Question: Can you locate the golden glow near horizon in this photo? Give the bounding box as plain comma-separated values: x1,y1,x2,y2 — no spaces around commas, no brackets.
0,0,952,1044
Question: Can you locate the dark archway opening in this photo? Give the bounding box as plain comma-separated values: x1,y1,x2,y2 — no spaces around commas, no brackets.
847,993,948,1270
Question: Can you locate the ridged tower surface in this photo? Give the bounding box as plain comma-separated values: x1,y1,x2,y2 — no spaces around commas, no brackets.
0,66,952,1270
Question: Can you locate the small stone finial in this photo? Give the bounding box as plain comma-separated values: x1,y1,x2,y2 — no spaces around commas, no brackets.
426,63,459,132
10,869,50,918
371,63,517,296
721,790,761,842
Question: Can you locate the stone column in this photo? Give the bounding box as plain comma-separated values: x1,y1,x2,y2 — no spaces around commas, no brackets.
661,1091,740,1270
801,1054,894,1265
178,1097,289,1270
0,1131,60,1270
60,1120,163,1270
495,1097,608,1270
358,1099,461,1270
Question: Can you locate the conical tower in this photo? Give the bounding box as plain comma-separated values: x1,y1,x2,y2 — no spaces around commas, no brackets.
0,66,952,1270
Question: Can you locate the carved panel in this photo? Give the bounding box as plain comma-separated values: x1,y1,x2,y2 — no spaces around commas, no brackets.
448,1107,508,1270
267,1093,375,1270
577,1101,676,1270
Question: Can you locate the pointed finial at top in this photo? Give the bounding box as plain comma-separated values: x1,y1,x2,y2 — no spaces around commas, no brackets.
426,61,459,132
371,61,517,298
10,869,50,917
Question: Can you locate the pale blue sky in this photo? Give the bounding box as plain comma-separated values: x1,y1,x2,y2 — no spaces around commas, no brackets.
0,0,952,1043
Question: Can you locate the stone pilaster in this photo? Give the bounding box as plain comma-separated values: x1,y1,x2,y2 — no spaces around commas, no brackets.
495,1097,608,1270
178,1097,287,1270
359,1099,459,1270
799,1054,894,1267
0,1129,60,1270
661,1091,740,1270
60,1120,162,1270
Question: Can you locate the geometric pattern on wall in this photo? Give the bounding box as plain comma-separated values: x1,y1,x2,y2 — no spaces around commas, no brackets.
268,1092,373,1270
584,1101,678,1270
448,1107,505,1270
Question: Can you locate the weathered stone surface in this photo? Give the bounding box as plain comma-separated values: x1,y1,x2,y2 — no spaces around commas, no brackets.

Written task: Render all of the data above as a numbered list, leaving out any blank lines.

Response:
1. Question: Can you locate the golden glow near horizon in this photo? Give the bounding box as plain comma-separated values: x1,y1,x2,y2 — no spaces around commas, no brackets.
2. 0,0,952,1044
3. Question: Can you locate the dark archway opening in this photo? Give the bounding box as plain comma-separated values: x1,y1,x2,y2 — no spaces around commas, no brackets.
4. 847,993,948,1270
5. Question: Can you locate the ridged tower surface in this photo? Give the bounding box as plain comma-separated values: x1,y1,x2,y2 — no spaces around commas, no brackets.
6. 0,66,952,1270
7. Question: Can you locate the small stone finial in this photo? Give the bounding box as plain comma-separated values: x1,y1,x2,y2 — no spaces around commas, no brackets.
8. 426,63,459,132
9. 10,869,50,918
10. 371,63,517,296
11. 721,790,761,842
12. Question: Can you locate the stone column in this photo? Give the bounding box as plain comma-separated values: x1,y1,x2,y2 — no spaces around commas, no brackets.
13. 661,1091,740,1270
14. 801,1054,894,1265
15. 178,1097,289,1270
16. 0,1131,60,1270
17. 60,1120,163,1270
18. 495,1097,608,1270
19. 358,1099,461,1270
20. Question: Can you locate the conical tower in this photo? Give the bounding box as plain comma-separated values: x1,y1,x2,y2 — no spaces around commas, no brackets.
21. 0,66,952,1270
22. Question: Can you locate the carved panel in this photo? Give the bounding box as plain comma-separated values: x1,y1,x2,y2 — no spaces around commas, no brackets.
23. 448,1107,508,1270
24. 267,1093,375,1270
25. 577,1101,676,1270
26. Question: Can you locate the pointed finial at top in this photo? Give the bounding box as plain comma-separated values: x1,y1,x2,y2 — no spaces around commas, no brackets.
27. 426,61,459,132
28. 371,61,517,298
29. 10,869,50,917
30. Question: Can you locate the pale blue sky in this photo? Give the bounding box as plain comma-separated values: x1,y1,x2,y2 — no spaces around commas, no brackets.
31. 0,0,952,1043
32. Question: Can you locate the stone pilaster in this photo? Give the bounding box as plain comma-separated values: x1,y1,x2,y2 — no spaces around commas, no brackets.
33. 495,1097,608,1270
34. 178,1097,287,1270
35. 359,1099,459,1270
36. 799,1054,894,1267
37. 0,1129,60,1270
38. 661,1091,740,1270
39. 60,1120,162,1270
40. Question: Can you locate the geometric pattern on wall in this photo? Give the bounding box as plain comma-separated values: x1,y1,x2,y2 — no spaces around commas, no brackets.
41. 268,1092,373,1270
42. 584,1101,678,1270
43. 448,1107,505,1270
44. Question: Can you locate the weathered stone surface in this photo? Give the bounding box as plain comma-separated values: x1,y1,x2,y2 — no spaces around commas, no brackets.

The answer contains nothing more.